## EXERCISE
Continue the write-up on the VS Code security scan from the point where it stops.

## PAGE EXCERPT
Why we ran this
VS Code is the most-used code editor on Earth. Microsoft ships it as MIT
open source, the repo carries roughly twelve thousand source files across
TypeScript, JavaScript, CSS, and a Rust CLI, and it has been fork-bombed
into Cursor, Windsurf, Trae, and a half-dozen other AI-IDE derivatives.
It is the natural successor to our Kubernetes-scale stress test: same
"industrial codebase" target, but in TypeScript, with a different sink
surface, and with a known-hard mix of security-relevant patterns
(inter-process renderers, shell-command spawns, fetch URL plumbing,
WebView innerHTML sinks).
We did not run this scan to find vulnerabilities. Microsoft has a dedicated security team, an active bug bounty, and at least four other static-analysis tools running in CI. We ran it to test what ArgosBrain is actually for: separating "scary candidates" from "actually reachable from untrusted input" at industrial scale, in seconds, for cents.
The corpus
Numbers, all reproducible by ingesting the same commit:
- github.com/microsoft/vscode @
1fa1b7af5c190606cdd5e8fe5e5f1ca4fad47e00(main, 2026-04-25) - ~12,000 source files (TypeScript dominant, with CSS, Rust in
cli/, JS in renderer prelude) - 151,620 symbols ingested into the brain
- 25 sink categories scanned in this pass: SSRF, XSS, SQLi, RCE, command injection, path traversal, deserialisation, XXE, LDAP, open redirect, buffer overflow, regex DoS, timing attack, crypto IV reuse, weak crypto, hardcoded secret, cloud API key, private key block, prototype pollution, TLS verification disabled, insecure random, unsafe Rust, CORS wildcard, cookie insecure, JWT none
The result, in one chart
The "high" bucket comes from heuristic exploit-score signals (caller fanout, argument shape) without a proven untrusted source. The reachability pass then walks the call graph from each sink up to depth 8, looking for tainted source markers (HTTP handler input, CLI args, file content, env var read). Of the ~340 sinks scanned across all categories with hits, zero were structurally reachable from such a source within depth 8.
Where the 156 "high" came from (the noise breakdown)
The honest part of running a security tool is showing the false-positive profile. Almost none of these 156 are actionable. The triage report classified them at the time of scan:
| Category | High | Why "high" but not actionable |
|---|---|---|
| Insecure random | 58 | Math.random() in tests, animations, sampling — not used for tokens, sessions, or keys |
| SSRF | 42 | fetch() with hardcoded service endpoints, mostly in proprietary Copilot extension (disclosed privately to MSRC, see below) |
| XSS | 19 | .innerHTML in trusted-source renderers (notebook cell output, ghost-text). Includes a hit on the bundled dompurify.js file itself — the sanitiser, not a sink |
| Cloud API key | 16 | Mailgun-style key- prefix matched non-secret identifiers (secretStorageKeyPath, settings keys, charCode enums). The ghp_…, AKIA…, sk-ant-… hits were all in secretFilter.spec.ts — intentional fixtures for the secret-redaction filter test |
| Unsafe Rust | 16 | All in cli/src/ — Win32 API bindings, glibc version probe, file metadata. unsafe is required for FFI, and each block has a SAFETY: comment |
| Prototype pollution | 2 | __proto__ references in config merge() and debug glue — likely guards rather than write paths |
| TLS verification disabled | 1 | rejectUnauthorized: false in a proxy debug helper (Copilot extension) |
| Hardcoded secret | 1 | accessToken: 'gho_mock_e2e_test_token_…' in an end-to-end mock auth fixture, explicitly named e2e-mock |
| Weak crypto | 1 | MD5/SHA1 in an external ingest client — almost certainly content-addressing, not auth |
| TOTAL | 156 | 0 confirmed reachable from untrusted input |
The triage value is the second column. A naïve grep -rn 'innerHTML'
surfaces every one of the 19 XSS hits flat, including the sanitiser file.

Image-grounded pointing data
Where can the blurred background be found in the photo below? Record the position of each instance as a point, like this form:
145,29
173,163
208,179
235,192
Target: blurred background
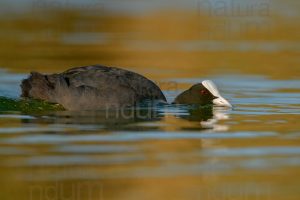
190,38
249,48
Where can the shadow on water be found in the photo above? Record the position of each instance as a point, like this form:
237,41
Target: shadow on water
42,112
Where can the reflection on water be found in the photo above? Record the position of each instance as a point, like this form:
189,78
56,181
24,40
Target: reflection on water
202,145
160,151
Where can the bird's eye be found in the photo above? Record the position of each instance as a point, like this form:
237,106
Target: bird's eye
203,92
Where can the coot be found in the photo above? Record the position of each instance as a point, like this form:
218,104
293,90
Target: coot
99,87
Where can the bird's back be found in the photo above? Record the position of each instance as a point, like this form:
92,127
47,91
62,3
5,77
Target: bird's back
92,87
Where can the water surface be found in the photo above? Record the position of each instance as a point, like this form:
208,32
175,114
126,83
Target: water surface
164,151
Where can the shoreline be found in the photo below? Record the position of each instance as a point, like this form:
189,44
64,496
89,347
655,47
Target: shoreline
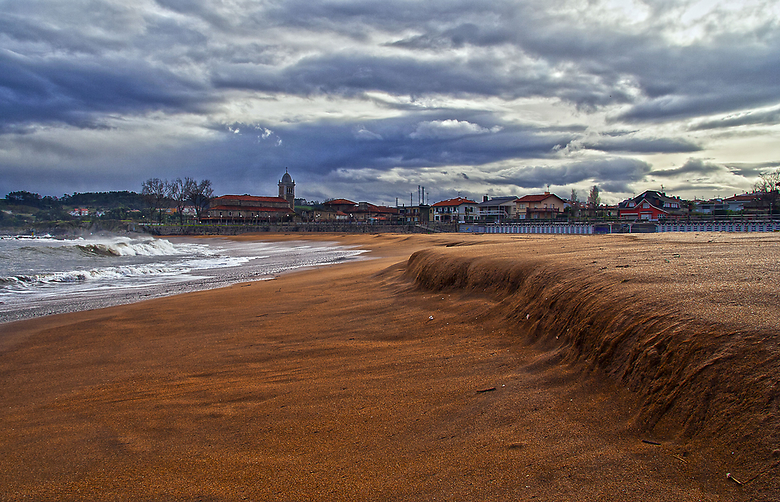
200,280
405,379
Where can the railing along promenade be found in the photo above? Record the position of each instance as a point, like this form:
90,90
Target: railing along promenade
617,227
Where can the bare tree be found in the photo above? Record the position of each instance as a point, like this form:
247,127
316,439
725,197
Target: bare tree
178,197
155,193
594,199
198,194
768,188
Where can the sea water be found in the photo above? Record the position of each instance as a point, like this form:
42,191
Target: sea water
47,275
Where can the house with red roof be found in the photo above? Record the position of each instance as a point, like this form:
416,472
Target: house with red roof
546,206
248,208
457,210
652,206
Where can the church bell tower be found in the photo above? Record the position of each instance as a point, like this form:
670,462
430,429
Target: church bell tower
287,189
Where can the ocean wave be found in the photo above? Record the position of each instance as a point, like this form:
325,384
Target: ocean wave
79,276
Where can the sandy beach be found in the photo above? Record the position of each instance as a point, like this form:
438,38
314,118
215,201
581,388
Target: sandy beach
445,367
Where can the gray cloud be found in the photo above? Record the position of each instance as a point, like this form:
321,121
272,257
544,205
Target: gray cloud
443,85
769,117
691,167
642,145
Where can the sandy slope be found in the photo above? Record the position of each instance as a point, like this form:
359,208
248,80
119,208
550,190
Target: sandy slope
477,372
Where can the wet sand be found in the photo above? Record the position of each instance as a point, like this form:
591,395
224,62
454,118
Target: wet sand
462,374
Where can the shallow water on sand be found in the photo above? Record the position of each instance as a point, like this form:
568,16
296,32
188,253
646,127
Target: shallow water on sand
45,275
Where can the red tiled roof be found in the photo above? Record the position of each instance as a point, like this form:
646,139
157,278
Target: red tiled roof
454,202
536,198
248,198
743,197
250,208
339,202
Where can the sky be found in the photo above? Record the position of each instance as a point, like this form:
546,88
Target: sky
368,100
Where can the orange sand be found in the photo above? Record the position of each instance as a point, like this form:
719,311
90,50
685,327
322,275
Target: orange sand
486,368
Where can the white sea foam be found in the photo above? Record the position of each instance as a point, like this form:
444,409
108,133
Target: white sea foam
43,275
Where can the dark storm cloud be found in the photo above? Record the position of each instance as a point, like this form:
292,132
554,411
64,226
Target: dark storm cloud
695,167
82,93
98,63
769,117
641,145
752,170
412,141
618,173
354,74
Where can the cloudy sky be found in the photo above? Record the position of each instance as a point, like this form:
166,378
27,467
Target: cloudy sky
369,99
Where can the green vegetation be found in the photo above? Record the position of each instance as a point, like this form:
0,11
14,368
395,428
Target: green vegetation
26,211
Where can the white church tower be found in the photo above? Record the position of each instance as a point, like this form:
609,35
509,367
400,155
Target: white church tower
287,189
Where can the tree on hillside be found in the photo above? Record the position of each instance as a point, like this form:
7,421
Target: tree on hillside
155,193
198,194
768,188
178,196
24,198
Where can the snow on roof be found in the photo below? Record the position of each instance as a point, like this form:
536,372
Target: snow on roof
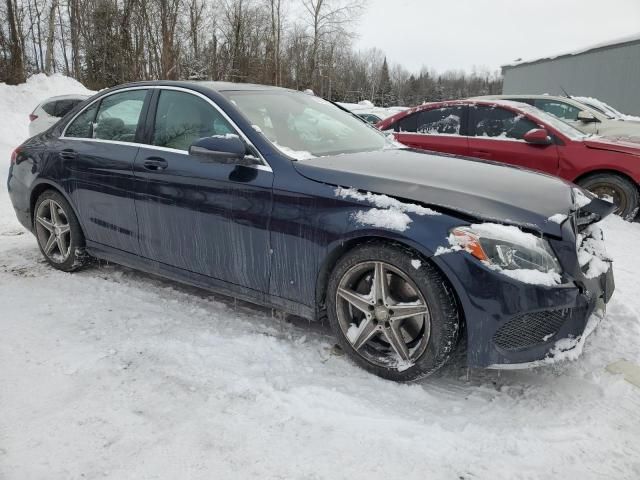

## TASK RESULT
ArgosBrain emits the same finding but adds the structural context that
lets a human (or an agent) say "DOMPurify is a sanitiser callsite, not a
sink — discard". Same for the secret-filter test fixtures and the FFI
unsafe blocks.
The three MIT-core candidates worth a look
Three findings landed in src/ (MIT-licensed VS Code core).
Reachability says zero of them have an untrusted-source path within
depth 8, but the patterns are interesting enough that we publish them
here for the next person doing a manual review. None of these are
vulnerability claims — they are starting points for a human reviewer
who can confirm taint flow with field-level analysis tools (Semgrep
Pro, CodeQL).
| Pattern | File / range | Why ArgosBrain flagged it |
|---|---|---|
| SSRF candidate | extHostMcp.ts:331-878McpHTTPHandle |
Outbound HTTP wrapper. URL host is parameterised; SSRF risk only if host is user-controllable across a process boundary. Worth verifying the input chain. |
| XSS candidate | webviewPreloads.ts notebook renderer prelude |
3,000+ lines of WebView prelude with multiple .innerHTML sites. Notebook output is normally trusted (kernel-controlled), but the surface is large enough to merit a sanitisation audit. |
| Prototype pollution | configuration.ts:337-351 config merge() |
__proto__ referenced inside a recursive merge. If the function does not reject __proto__ as a key, untrusted JSON config could mutate Object.prototype. Worth a unit test that asserts the guard. |
Each link points at the exact commit so the line numbers stay valid even
as the file evolves on main. Microsoft's CodeQL pipeline almost
certainly already covers these patterns; the value of running ArgosBrain
separately is the speed of triage when an outsider wants a
same-day answer to "is this codebase critically vulnerable?" without
paying for a SAST seat.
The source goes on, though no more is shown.